- [What this task involves]
Where the records hold the string "hand", show the whole line it sits on.

- [Recorded data]

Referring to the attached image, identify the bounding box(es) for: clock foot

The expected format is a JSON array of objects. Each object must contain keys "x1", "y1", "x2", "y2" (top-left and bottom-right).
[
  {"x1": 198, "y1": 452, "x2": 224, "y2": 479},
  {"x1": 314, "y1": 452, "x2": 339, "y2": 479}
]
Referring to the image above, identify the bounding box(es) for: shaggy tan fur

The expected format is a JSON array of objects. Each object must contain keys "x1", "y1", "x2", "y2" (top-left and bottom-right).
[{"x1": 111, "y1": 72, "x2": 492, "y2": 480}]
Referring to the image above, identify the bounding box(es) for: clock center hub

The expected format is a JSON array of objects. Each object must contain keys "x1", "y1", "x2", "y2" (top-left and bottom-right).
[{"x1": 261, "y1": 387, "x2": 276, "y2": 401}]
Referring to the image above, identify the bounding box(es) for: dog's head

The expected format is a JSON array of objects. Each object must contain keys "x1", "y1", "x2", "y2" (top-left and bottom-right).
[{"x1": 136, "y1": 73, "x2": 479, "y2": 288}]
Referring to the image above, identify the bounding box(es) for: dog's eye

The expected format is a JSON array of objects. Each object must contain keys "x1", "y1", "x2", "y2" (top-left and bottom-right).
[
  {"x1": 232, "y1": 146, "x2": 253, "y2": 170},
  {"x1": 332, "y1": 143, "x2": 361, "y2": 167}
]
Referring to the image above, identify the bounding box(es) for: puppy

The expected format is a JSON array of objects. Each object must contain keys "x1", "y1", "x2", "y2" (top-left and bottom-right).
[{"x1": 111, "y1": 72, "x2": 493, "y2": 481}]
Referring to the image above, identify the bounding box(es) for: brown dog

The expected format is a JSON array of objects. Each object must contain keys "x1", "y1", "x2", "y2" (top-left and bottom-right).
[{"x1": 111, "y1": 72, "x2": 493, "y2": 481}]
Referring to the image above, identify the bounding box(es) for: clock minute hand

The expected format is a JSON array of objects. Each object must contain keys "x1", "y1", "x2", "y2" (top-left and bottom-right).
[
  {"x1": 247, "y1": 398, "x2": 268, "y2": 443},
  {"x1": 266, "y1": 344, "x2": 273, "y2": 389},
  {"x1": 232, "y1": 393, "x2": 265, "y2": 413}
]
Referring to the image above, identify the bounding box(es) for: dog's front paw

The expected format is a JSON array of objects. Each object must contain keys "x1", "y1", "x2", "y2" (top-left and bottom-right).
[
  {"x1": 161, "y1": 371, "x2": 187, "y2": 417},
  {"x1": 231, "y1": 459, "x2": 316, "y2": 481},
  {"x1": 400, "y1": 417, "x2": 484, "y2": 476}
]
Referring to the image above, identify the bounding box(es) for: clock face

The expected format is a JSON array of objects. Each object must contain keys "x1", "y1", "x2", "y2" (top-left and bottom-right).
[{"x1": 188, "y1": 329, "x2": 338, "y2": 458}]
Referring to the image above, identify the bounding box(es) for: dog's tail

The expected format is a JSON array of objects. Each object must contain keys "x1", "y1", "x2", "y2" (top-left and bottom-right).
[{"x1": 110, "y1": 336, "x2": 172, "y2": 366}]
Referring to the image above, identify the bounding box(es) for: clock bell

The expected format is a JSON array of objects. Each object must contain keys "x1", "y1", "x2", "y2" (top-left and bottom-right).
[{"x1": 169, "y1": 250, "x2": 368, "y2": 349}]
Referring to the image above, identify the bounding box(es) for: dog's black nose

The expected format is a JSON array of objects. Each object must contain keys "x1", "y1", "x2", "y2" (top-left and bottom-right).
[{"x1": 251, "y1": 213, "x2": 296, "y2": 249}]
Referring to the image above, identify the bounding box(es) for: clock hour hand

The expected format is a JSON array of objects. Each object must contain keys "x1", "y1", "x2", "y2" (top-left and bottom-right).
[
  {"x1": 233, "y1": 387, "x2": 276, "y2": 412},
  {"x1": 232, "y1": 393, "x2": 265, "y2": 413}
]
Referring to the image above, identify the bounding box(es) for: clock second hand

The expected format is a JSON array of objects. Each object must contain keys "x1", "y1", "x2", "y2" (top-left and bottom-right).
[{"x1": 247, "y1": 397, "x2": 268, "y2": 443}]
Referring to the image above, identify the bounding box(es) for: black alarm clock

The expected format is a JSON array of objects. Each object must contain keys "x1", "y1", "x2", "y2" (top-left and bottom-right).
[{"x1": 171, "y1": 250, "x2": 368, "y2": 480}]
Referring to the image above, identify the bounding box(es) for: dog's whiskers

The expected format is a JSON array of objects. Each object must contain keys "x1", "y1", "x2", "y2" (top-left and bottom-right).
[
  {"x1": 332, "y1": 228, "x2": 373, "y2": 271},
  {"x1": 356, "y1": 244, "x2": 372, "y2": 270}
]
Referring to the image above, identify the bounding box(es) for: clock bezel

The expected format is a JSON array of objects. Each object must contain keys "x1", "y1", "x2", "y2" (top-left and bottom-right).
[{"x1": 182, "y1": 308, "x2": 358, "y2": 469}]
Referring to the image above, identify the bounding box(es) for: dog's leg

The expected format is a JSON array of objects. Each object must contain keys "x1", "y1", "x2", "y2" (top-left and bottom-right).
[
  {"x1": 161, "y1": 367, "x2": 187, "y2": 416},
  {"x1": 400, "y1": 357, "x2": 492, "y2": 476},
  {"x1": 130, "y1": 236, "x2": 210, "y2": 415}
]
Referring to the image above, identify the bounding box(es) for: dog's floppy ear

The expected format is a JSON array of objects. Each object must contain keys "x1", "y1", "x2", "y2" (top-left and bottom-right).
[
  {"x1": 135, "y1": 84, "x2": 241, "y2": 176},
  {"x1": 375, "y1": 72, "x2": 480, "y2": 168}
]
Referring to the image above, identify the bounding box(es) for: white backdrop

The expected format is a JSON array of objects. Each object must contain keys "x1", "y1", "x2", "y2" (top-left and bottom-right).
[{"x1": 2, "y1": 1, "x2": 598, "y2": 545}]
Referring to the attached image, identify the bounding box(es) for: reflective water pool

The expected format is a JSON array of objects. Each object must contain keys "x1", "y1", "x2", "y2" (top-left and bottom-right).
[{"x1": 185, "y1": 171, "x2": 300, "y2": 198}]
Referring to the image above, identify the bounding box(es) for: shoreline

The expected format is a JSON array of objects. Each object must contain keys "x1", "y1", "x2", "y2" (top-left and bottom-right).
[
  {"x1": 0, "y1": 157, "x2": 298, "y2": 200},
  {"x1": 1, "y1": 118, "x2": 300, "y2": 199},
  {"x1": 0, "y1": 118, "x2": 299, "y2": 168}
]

- [Task response]
Referring to the image above, identify the bounding box(es) for: clock minute hand
Referring to the image above, identify the bounding box(es) for: clock hour hand
Referring to the image above, identify the bounding box(es) for: clock second hand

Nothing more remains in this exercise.